Copy out each line exactly as it appears.
=====
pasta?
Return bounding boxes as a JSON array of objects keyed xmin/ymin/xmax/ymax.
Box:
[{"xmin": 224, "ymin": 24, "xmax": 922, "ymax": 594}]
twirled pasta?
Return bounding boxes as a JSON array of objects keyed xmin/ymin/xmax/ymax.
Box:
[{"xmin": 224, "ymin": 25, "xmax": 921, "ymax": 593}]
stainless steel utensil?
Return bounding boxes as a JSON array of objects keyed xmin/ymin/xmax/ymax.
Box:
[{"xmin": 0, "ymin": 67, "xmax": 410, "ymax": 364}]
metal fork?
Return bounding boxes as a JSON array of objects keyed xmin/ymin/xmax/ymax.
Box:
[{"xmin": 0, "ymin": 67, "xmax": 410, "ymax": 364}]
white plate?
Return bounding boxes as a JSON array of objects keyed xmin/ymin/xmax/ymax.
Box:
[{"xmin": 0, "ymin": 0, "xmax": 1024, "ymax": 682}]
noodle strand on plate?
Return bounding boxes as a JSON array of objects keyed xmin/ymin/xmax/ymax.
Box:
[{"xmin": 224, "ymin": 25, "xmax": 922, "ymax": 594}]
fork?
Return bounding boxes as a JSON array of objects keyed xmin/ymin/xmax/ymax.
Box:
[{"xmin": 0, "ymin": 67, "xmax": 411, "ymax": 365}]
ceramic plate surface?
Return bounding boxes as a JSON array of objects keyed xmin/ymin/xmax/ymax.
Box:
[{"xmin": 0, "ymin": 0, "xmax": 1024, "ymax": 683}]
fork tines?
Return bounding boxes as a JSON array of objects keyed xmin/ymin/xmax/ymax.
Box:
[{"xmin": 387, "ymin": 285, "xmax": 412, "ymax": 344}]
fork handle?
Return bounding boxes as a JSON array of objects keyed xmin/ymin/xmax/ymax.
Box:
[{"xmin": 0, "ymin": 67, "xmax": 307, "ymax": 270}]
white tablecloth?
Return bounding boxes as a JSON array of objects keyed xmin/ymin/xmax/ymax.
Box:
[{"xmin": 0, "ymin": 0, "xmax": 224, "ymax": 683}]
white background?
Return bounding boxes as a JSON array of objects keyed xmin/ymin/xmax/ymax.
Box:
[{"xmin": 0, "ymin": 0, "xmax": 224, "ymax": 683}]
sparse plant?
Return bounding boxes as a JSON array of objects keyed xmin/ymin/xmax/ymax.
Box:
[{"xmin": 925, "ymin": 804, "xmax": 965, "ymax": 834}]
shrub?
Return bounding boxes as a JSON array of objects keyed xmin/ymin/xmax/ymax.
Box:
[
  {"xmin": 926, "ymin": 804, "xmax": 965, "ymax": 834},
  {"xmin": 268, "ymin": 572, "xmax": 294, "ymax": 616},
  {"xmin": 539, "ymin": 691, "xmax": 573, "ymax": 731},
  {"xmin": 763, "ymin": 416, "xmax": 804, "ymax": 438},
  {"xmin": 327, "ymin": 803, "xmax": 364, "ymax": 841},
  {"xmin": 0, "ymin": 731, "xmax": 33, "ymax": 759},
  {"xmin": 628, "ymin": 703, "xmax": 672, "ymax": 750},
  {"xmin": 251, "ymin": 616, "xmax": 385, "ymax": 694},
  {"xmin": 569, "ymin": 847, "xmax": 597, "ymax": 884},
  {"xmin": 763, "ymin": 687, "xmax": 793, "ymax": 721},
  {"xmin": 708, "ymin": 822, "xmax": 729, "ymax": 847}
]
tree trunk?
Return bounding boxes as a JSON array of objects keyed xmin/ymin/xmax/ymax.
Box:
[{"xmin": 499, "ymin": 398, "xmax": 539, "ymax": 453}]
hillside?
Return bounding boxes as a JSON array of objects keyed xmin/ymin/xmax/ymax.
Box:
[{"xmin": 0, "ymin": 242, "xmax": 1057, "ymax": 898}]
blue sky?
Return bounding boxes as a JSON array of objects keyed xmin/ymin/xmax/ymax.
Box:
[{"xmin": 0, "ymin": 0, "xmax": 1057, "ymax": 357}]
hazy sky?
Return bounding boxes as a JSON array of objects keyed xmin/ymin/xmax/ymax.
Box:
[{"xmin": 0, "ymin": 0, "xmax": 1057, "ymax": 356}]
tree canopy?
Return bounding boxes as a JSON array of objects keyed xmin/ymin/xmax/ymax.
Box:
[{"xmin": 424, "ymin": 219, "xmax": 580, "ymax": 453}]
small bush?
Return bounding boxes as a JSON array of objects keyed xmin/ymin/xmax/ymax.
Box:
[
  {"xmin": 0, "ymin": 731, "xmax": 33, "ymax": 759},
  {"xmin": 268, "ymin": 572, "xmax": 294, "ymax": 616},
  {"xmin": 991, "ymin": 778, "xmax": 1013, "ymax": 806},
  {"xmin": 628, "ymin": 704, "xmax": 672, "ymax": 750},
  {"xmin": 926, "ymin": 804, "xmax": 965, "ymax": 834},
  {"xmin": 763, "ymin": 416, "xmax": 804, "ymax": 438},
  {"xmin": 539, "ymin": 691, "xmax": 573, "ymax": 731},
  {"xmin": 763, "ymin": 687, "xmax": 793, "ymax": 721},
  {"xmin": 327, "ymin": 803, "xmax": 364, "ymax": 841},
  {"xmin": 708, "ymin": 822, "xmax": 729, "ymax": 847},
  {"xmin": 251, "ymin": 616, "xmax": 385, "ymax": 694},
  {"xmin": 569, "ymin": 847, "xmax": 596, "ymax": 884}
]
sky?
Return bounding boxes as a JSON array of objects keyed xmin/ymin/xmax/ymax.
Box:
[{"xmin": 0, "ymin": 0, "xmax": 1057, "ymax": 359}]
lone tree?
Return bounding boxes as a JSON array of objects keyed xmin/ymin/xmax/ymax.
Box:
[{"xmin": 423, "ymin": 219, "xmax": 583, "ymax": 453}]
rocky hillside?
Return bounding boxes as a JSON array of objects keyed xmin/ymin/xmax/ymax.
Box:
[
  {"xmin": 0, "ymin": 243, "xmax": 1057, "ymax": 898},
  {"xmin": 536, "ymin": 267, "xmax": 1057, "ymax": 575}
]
=====
▸ **Worked answer**:
pasta?
Return bounding boxes as a JSON array of objects keyed xmin/ymin/xmax/ymax.
Box:
[{"xmin": 224, "ymin": 24, "xmax": 922, "ymax": 594}]
twirled pasta?
Return bounding boxes as a JSON array of objects keyed xmin/ymin/xmax/ymax.
Box:
[{"xmin": 224, "ymin": 25, "xmax": 921, "ymax": 593}]
stainless steel utensil?
Return bounding boxes as a JSON array of objects keyed xmin/ymin/xmax/ymax.
Box:
[{"xmin": 0, "ymin": 67, "xmax": 410, "ymax": 364}]
metal fork?
Return bounding boxes as a JSON array of objects keyed xmin/ymin/xmax/ymax.
Box:
[{"xmin": 0, "ymin": 67, "xmax": 410, "ymax": 364}]
white plate?
Return bounding boxes as a JSON array of objects keyed xmin/ymin/xmax/ymax.
Box:
[{"xmin": 0, "ymin": 0, "xmax": 1024, "ymax": 682}]
noodle strand on plate?
Return bounding boxes as a JSON array of objects keyed xmin/ymin/xmax/ymax.
Box:
[{"xmin": 224, "ymin": 25, "xmax": 922, "ymax": 594}]
fork?
Return bounding boxes as a JSON array of objects keyed xmin/ymin/xmax/ymax.
Box:
[{"xmin": 0, "ymin": 67, "xmax": 411, "ymax": 365}]
ceramic plate surface?
Return bounding boxes as a JSON array of objects keyed xmin/ymin/xmax/ymax.
Box:
[{"xmin": 0, "ymin": 0, "xmax": 1024, "ymax": 683}]
fork tines?
Return bounding boxes as a JSON array of objects keyed xmin/ymin/xmax/ymax.
Box:
[{"xmin": 387, "ymin": 285, "xmax": 412, "ymax": 344}]
fork handle?
Return bounding boxes as a JSON array of objects keyed xmin/ymin/xmax/ymax.
Box:
[{"xmin": 0, "ymin": 67, "xmax": 307, "ymax": 270}]
white tablecloth?
Return bounding boxes as a JSON array of objects keyed xmin/ymin/xmax/ymax.
Box:
[{"xmin": 0, "ymin": 0, "xmax": 224, "ymax": 683}]
white background?
Return bounding boxes as a JSON array of objects keyed xmin/ymin/xmax/ymax.
Box:
[{"xmin": 0, "ymin": 0, "xmax": 224, "ymax": 683}]
sparse plant?
Return bounding boxes as a JSON array of objects keyed xmin/ymin/xmax/ymax.
Box:
[{"xmin": 925, "ymin": 804, "xmax": 965, "ymax": 834}]
shrub?
Return bounding boxes as a JSON array of objects keyed xmin/ymin/xmax/ymax.
Box:
[
  {"xmin": 926, "ymin": 804, "xmax": 965, "ymax": 834},
  {"xmin": 268, "ymin": 572, "xmax": 294, "ymax": 616},
  {"xmin": 539, "ymin": 691, "xmax": 573, "ymax": 731},
  {"xmin": 763, "ymin": 416, "xmax": 804, "ymax": 438},
  {"xmin": 327, "ymin": 803, "xmax": 364, "ymax": 841},
  {"xmin": 0, "ymin": 731, "xmax": 33, "ymax": 759},
  {"xmin": 628, "ymin": 703, "xmax": 672, "ymax": 750},
  {"xmin": 251, "ymin": 616, "xmax": 385, "ymax": 694},
  {"xmin": 569, "ymin": 847, "xmax": 597, "ymax": 884},
  {"xmin": 763, "ymin": 687, "xmax": 793, "ymax": 721},
  {"xmin": 708, "ymin": 822, "xmax": 729, "ymax": 847}
]
tree trunk?
Return bounding boxes as a JSON array of objects keyed xmin/ymin/xmax/ymax.
Box:
[{"xmin": 499, "ymin": 398, "xmax": 539, "ymax": 453}]
hillside?
Return bounding boxes as a JSON array of objects keyed xmin/ymin/xmax/ymax.
Box:
[{"xmin": 0, "ymin": 242, "xmax": 1057, "ymax": 898}]
blue sky?
Return bounding boxes as a JSON array of objects keyed xmin/ymin/xmax/ymax.
Box:
[{"xmin": 0, "ymin": 0, "xmax": 1057, "ymax": 357}]
hazy sky?
Return bounding boxes as a JSON array of objects keyed xmin/ymin/xmax/ymax.
Box:
[{"xmin": 0, "ymin": 0, "xmax": 1057, "ymax": 356}]
tree canopy?
Return bounding boxes as a JSON array of objects keyed xmin/ymin/xmax/ymax.
Box:
[{"xmin": 424, "ymin": 219, "xmax": 580, "ymax": 453}]
small bush?
Return bounding boxes as a JSON array of objects keyed xmin/ymin/xmax/ymax.
Box:
[
  {"xmin": 0, "ymin": 731, "xmax": 33, "ymax": 759},
  {"xmin": 268, "ymin": 572, "xmax": 294, "ymax": 616},
  {"xmin": 991, "ymin": 778, "xmax": 1013, "ymax": 806},
  {"xmin": 628, "ymin": 704, "xmax": 672, "ymax": 750},
  {"xmin": 926, "ymin": 804, "xmax": 965, "ymax": 834},
  {"xmin": 763, "ymin": 416, "xmax": 804, "ymax": 438},
  {"xmin": 539, "ymin": 691, "xmax": 573, "ymax": 731},
  {"xmin": 763, "ymin": 687, "xmax": 793, "ymax": 721},
  {"xmin": 327, "ymin": 803, "xmax": 364, "ymax": 841},
  {"xmin": 708, "ymin": 822, "xmax": 729, "ymax": 847},
  {"xmin": 251, "ymin": 616, "xmax": 385, "ymax": 694},
  {"xmin": 569, "ymin": 847, "xmax": 596, "ymax": 884}
]
sky?
Return bounding boxes as a JSON array of objects keyed xmin/ymin/xmax/ymax.
Box:
[{"xmin": 0, "ymin": 0, "xmax": 1057, "ymax": 359}]
lone tree?
Return bounding boxes as a JSON array of objects keyed xmin/ymin/xmax/ymax.
Box:
[{"xmin": 423, "ymin": 219, "xmax": 583, "ymax": 453}]
rocky hillside?
Return bounding boxes as a JSON array of objects keyed xmin/ymin/xmax/ymax.
Box:
[
  {"xmin": 0, "ymin": 243, "xmax": 1057, "ymax": 898},
  {"xmin": 536, "ymin": 267, "xmax": 1057, "ymax": 575}
]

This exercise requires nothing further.